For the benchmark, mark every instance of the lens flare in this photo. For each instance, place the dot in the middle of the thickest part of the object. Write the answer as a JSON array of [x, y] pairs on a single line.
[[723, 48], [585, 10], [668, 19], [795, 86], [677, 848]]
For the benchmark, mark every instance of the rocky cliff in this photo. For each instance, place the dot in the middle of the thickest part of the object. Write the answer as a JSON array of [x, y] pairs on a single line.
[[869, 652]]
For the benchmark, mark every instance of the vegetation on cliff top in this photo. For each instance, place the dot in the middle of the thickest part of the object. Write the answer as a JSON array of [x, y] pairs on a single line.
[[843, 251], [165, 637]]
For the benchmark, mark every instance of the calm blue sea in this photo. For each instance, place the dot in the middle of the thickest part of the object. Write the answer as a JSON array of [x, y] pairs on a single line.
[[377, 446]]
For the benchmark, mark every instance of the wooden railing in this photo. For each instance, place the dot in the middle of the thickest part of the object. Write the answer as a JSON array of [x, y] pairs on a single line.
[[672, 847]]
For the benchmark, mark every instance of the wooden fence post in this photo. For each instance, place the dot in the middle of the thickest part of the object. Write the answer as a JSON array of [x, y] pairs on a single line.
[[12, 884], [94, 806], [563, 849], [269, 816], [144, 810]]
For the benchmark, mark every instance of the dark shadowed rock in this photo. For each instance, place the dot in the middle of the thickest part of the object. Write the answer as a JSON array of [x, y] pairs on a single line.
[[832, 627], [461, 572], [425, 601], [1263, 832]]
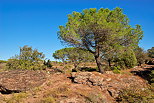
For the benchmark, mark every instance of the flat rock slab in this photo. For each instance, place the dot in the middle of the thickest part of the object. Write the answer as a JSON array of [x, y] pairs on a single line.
[[21, 80]]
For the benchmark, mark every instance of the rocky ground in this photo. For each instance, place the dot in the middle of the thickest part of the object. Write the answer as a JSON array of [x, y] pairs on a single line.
[[78, 87]]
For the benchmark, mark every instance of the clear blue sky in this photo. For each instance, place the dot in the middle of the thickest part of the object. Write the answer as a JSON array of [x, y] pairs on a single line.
[[35, 22]]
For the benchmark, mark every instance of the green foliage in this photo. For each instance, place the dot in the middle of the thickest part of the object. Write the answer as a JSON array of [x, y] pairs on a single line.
[[17, 98], [48, 100], [151, 52], [125, 59], [3, 61], [100, 32], [116, 69], [48, 63], [27, 59], [152, 78], [132, 95], [73, 55], [141, 56]]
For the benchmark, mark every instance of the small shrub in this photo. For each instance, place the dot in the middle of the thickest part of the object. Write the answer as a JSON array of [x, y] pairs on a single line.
[[132, 95], [116, 70], [17, 98], [94, 98], [3, 61], [48, 100]]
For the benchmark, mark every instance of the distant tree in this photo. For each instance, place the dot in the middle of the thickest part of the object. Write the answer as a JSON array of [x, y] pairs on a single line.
[[96, 30], [74, 55], [151, 52], [141, 55], [27, 59]]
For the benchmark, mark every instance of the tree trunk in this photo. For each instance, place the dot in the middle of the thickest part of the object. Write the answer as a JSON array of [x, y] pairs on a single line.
[[99, 64], [109, 61]]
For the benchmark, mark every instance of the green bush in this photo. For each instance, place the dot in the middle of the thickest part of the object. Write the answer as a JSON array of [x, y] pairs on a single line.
[[152, 78], [132, 95], [3, 61], [27, 59], [116, 69]]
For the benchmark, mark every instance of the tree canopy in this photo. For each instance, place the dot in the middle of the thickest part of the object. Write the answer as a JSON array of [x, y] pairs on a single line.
[[100, 31]]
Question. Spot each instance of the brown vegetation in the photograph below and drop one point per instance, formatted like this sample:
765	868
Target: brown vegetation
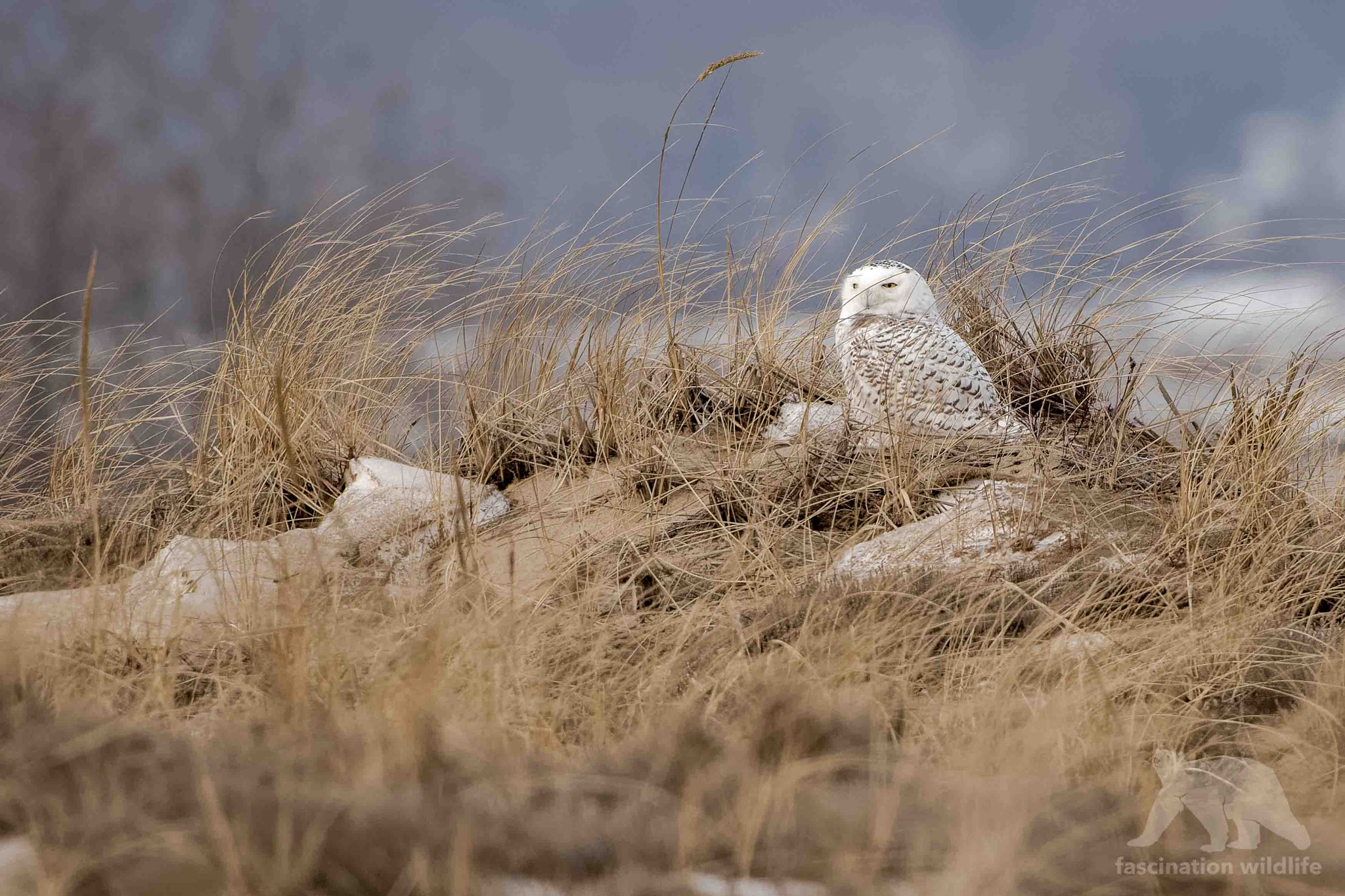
646	668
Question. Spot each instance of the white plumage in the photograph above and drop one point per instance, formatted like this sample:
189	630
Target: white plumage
906	370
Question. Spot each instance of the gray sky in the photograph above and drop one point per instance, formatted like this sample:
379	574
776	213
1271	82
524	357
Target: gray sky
218	112
564	96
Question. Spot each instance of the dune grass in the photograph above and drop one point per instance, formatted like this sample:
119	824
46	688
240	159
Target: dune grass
690	691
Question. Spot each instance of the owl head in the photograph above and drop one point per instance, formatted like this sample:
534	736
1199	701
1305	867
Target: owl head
887	289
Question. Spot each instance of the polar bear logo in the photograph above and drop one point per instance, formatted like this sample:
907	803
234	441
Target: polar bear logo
1219	790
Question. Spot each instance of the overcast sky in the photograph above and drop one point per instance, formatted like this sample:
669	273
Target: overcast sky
552	105
571	97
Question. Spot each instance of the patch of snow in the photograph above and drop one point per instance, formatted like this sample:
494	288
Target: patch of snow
822	419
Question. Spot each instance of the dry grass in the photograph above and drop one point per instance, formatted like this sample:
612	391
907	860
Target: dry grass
643	670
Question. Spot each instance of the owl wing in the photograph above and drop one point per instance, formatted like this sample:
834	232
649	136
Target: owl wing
930	379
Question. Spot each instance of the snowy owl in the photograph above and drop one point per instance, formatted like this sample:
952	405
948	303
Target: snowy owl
907	370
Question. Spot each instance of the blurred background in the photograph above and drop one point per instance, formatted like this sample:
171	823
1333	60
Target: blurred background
158	131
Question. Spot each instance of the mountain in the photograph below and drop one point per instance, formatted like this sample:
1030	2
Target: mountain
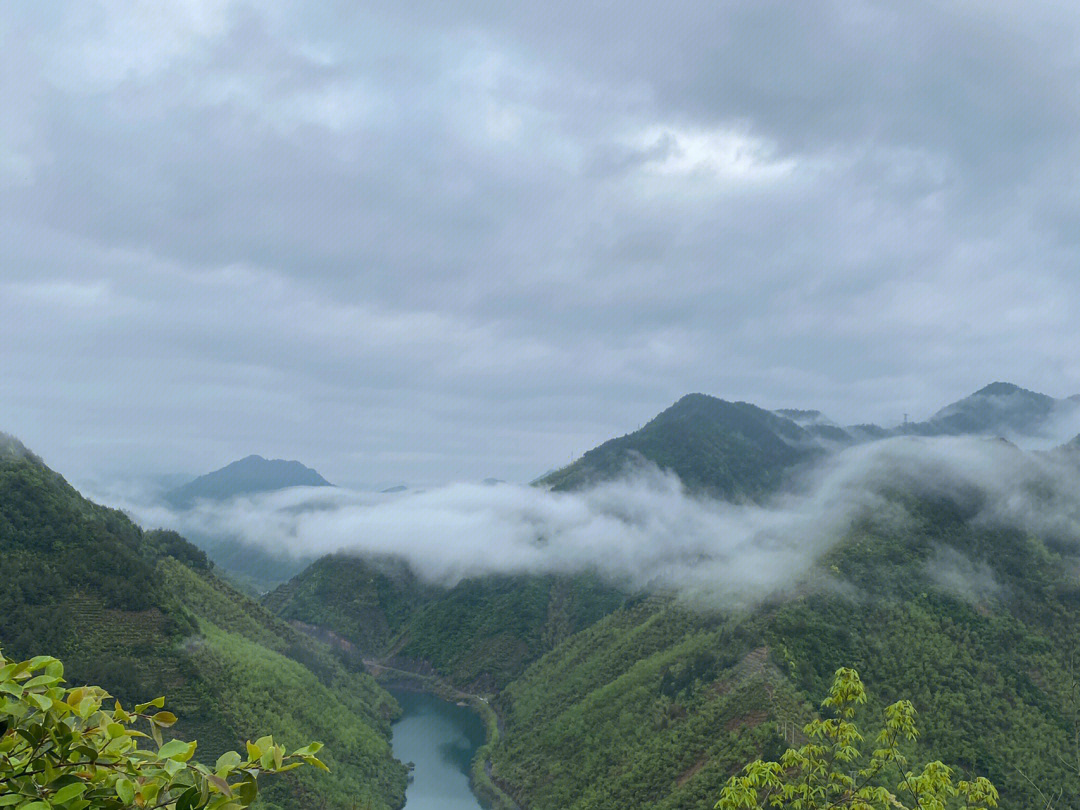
482	632
143	613
256	568
1001	408
246	476
728	449
656	702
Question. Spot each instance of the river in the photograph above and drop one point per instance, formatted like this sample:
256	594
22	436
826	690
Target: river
441	739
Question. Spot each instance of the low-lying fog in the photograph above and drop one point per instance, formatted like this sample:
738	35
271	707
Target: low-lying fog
646	530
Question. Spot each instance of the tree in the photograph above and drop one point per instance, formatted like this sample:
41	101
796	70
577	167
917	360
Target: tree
71	748
832	770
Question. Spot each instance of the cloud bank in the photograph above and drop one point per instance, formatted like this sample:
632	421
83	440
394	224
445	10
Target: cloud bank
646	532
424	241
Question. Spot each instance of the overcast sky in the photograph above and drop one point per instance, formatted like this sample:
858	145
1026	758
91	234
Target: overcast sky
436	241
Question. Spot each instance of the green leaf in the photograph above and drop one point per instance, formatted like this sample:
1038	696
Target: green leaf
177	750
188	799
66	794
165	719
125	791
227	761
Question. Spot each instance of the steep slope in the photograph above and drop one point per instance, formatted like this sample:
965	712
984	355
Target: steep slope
1001	408
144	615
481	632
734	450
656	704
246	476
256	568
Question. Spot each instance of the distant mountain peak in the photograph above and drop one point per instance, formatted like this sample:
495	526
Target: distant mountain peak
1003	389
246	476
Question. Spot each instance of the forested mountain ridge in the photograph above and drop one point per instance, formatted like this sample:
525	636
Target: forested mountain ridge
737	450
246	476
142	613
652	701
481	633
1000	408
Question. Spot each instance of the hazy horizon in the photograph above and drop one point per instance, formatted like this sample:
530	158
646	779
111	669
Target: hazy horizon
418	243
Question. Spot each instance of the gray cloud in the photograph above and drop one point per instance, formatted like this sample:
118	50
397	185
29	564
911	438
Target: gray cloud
432	242
645	531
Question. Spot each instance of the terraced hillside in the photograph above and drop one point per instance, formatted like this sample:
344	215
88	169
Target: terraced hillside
144	615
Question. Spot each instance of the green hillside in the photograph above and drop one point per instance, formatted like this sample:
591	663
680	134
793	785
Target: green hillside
611	700
483	632
657	704
728	449
143	615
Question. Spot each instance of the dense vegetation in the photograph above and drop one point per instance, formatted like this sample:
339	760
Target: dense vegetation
73	748
645	700
728	449
840	767
663	703
142	612
481	632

::::

What the task requires: Retype all of the records above word for word, leaving out the pictures.

Exercise answer:
For the benchmark, mark every instance of the lens flare in this photo. For each instance, place the dot in the middle of the thickest part of the object. Write the answer as a JSON array of [x, y] pairs on a single line.
[[723, 48], [585, 10], [668, 19], [795, 86], [677, 848]]
For the benchmark, mark every instance of the rocky cliff in this photo. For each instance, place the dot in the middle of the thickest part of the object. Write the answer as a JSON array of [x, y] pairs on a single line.
[[869, 652]]
For the benchmark, mark every instance of the vegetation on cliff top in this photo. For each instance, place the dot in the middle of the thickest part of the object. Write the answer as a JSON array of [x, y] pairs on a single line.
[[843, 251], [165, 637]]
For the benchmark, mark every instance of the calm blue sea in this photo. For each instance, place the dot in the middle of the thickest part of the object. Write the answer as a JSON array of [x, y] pairs on a single line.
[[377, 446]]
For the benchmark, mark every instance of the wooden railing in this photo. For each instance, place the dot in the middle of the thickest part of the object. Write the answer as a JSON array of [x, y] pairs on a single line.
[[672, 847]]
For the benchmark, mark every instance of the wooden fence post in this photo. For each instance, place the dot in the middle of the thickest part of the object. Write the answer as a JSON array of [x, y] pairs on a single line.
[[12, 884], [94, 806], [563, 849], [269, 816], [144, 810]]
For the benchmark, mark every instance of the dark shadowed rock in this photo. For each instance, place the dot in the middle of the thickest part of the object. Write the answer as a JSON array of [x, y] pairs on a single line.
[[832, 627], [461, 572], [425, 601], [1263, 832]]
For the benchmark, mark every instance of the flat rock slab in this photo. For each instance, place the dot in the middle of the thickest part of the object. Write the answer as a JSON array of [x, y] pairs on a single line.
[[21, 80]]
For the benchmark, mark every instance of the rocky ground in this photo. For each instance, place the dot in the middle of the thickest part of the object. Write the answer as a JSON array of [x, y] pairs on a single line.
[[78, 87]]
For the benchmark, mark every instance of the clear blue sky in this photo. For each instance, place the dot in the middle of the thickest part of the object. Write the answer as a JSON array of [x, y] pairs on a single line.
[[35, 22]]
For the benchmark, mark every instance of the green foliage in this photo. For each instance, place the dot in the middle of the thickest part of the object. Write the answer as a JSON array of [x, y] pairs on a single line.
[[17, 98], [48, 100], [151, 52], [125, 59], [3, 61], [100, 32], [116, 69], [48, 63], [27, 59], [152, 78], [132, 95], [73, 55], [141, 56]]
For the benchmark, mark every instance of the small shrub in this photo. For each instance, place the dot in the middle of the thickest part of the object. Write the answer as a JSON array of [x, y] pairs on a single line.
[[132, 95], [116, 70], [17, 98], [94, 98], [3, 61], [48, 100]]
For the benchmark, mark every instance of the distant tree in this photo. For each instance, place the dot in the middle of the thickest part of the object. Write the answer as a JSON array of [x, y] pairs on a single line.
[[96, 30], [74, 55], [151, 52], [141, 55], [27, 59]]
For the benchmark, mark every instance of the tree trunk in this photo. For each instance, place the dot in the middle of the thickest part of the object. Write the answer as a JSON array of [x, y] pairs on a single line.
[[99, 64], [109, 61]]
For the benchmark, mark every instance of the green bush in this photo. For each instance, place the dot in the middle of the thickest part of the object. Write the answer as a JSON array of [x, y] pairs on a single line.
[[152, 78], [132, 95], [3, 61], [27, 59], [116, 69]]
For the benchmark, mark every instance of the tree canopy in this photo. For each instance, place the dot in the middle of the thickest part of the object. Write the answer as a JSON array of [x, y] pairs on a single line.
[[100, 31]]
Question. Spot each instance of the brown vegetation in the photograph below and drop one point per instance, formatted like this sample:
765	868
Target: brown vegetation
646	668
Question. Spot each instance of the white plumage in the photograph above and drop one point per instance, formatted like this sample:
189	630
Target: white plumage
906	370
Question. Spot each instance of the gray sky in the photograph above and drop one point per instance, formatted like this sample:
379	574
776	213
1271	82
524	357
Target: gray sky
218	112
564	96
Question. Spot each instance of the dune grass in the photograph above and drop one point per instance, formatted like this sample:
119	824
46	688
240	159
Target: dune grass
690	691
Question. Spot each instance of the owl head in the photograph above and drop one point per instance, formatted like this sample:
534	736
1199	701
1305	867
Target: owl head
887	289
Question. Spot each instance of the polar bear logo in the photograph above and drop one point per instance, formatted like this sample:
907	803
234	441
Target: polar bear logo
1219	790
Question. Spot each instance of the overcast sky in the photograph above and drop one point per instance, formatted like this sample:
669	273
Target: overcast sky
552	105
571	97
Question. Spot each instance of the patch of snow in the photograph above and drop one point per instance, formatted like this sample:
494	288
Target: patch of snow
822	419
Question. Spot each instance of the dry grass in the photograph above and drop one point per instance, formatted like this sample:
612	391
907	860
Target: dry grass
643	670
Question. Spot each instance of the owl wing in the photograph above and drop one point per instance, formatted like this sample:
834	232
649	136
Target: owl wing
930	379
Question. Spot each instance of the snowy owl in the photograph above and drop one point per instance, formatted like this sample:
952	405
948	303
Target: snowy owl
907	370
Question. Spot each instance of the blurred background in the photograph above and drop one point per instance, formatted like this sample:
171	823
1333	60
Target: blurred background
158	131
Question. Spot each instance of the mountain in the photograph below and drop one point per instance, formatted like this sample:
1030	2
Target: mountain
482	632
143	613
256	568
1001	408
246	476
728	449
656	702
Question. Spot each instance of the river in the photograph above and drop one point per instance, formatted like this sample:
256	594
22	436
826	690
Target: river
441	739
Question. Spot each instance of the low-lying fog in the photograph above and drop one point per instance, formatted like this sample:
738	35
271	707
Target: low-lying fog
646	530
Question. Spot each instance of the tree in the photograph above and drop one point per instance, formatted like this sample:
41	101
796	70
577	167
917	360
Target: tree
71	748
832	770
Question. Spot each instance of the cloud bank in the photograph above and drop one point per instance, formatted like this sample:
632	421
83	440
394	224
445	10
Target: cloud bank
646	532
424	241
Question. Spot each instance of the overcast sky in the photograph above and drop one point per instance, formatted like this sample:
858	145
1026	758
91	234
Target: overcast sky
436	241
Question. Spot each instance of the green leaf in the photograph above and drop one point per instance, formatted like this sample:
1038	696
Target: green leaf
177	750
188	799
66	794
165	719
125	791
227	761
Question. Spot each instance of the steep slope in the photograph above and drop one point per instance, formatted like this sample:
965	712
984	355
Target: steep slope
1001	408
144	615
481	632
734	450
656	704
246	476
256	568
Question. Spot each instance of the distant mountain peak in the photograph above and drop one point per instance, formatted like this sample:
495	526
Target: distant mountain peak
1003	389
246	476
Question. Spot each instance of the forested mountain ridge in the photograph above and drop one point per instance, formatted like this sample:
525	636
Target: forested mountain ridge
737	450
246	476
142	613
652	701
481	633
1000	408
Question. Spot each instance of the hazy horizon in the photograph above and drop one point per instance, formatted like this sample:
530	158
646	779
111	669
Target: hazy horizon
418	243
Question. Spot each instance of the gray cloud in the photograph above and drop one point per instance, formatted like this sample:
118	50
397	185
29	564
911	438
Target: gray cloud
432	242
645	531
Question. Spot each instance of the terraced hillside in the photograph above and drop one point per instance, formatted like this sample:
344	215
88	169
Target: terraced hillside
144	615
Question. Spot each instance of the green hillside in the photograph above and drop one point per instance, formatted like this sample:
591	663
680	134
793	785
Target: green hillside
611	700
483	632
657	704
728	449
143	615
Question. Spot each instance of the dense vegetation in the photograph above and drop one point per instance, formatted like this sample:
339	760
Target: dense vegetation
73	748
645	700
728	449
840	767
663	703
142	612
481	632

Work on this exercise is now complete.